EXERCISE TASK: Count how many lines in the entries below contain the string "white". Reply with the number alone.

(Entries excerpted from a collection)
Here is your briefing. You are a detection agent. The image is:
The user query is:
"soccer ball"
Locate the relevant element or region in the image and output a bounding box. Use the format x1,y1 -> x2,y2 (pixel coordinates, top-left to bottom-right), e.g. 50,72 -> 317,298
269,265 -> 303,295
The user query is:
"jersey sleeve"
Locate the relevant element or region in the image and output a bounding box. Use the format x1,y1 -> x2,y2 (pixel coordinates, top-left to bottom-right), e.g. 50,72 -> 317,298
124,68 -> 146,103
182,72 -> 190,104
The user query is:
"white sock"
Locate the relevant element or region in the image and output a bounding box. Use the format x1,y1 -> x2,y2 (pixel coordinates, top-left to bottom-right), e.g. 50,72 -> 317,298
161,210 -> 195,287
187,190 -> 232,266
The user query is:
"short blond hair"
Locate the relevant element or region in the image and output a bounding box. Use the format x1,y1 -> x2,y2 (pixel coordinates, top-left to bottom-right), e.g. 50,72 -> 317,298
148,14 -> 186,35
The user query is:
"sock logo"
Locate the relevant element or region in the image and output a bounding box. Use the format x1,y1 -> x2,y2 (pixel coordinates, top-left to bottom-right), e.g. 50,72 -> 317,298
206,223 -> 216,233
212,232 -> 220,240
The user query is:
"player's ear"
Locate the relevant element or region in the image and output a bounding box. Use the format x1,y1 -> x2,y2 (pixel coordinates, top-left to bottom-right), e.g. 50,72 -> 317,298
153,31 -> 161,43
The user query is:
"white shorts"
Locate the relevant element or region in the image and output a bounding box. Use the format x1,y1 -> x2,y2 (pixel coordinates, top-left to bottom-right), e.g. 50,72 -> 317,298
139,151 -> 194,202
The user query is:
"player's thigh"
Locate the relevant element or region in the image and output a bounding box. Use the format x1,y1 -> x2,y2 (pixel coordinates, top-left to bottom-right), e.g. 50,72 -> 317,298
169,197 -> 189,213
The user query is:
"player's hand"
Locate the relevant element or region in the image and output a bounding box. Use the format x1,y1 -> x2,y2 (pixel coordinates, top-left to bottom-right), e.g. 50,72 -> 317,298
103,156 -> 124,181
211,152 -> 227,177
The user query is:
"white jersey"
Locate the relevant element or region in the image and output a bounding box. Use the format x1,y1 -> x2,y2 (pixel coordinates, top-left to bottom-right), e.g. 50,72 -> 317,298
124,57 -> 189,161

FINAL RESULT: 3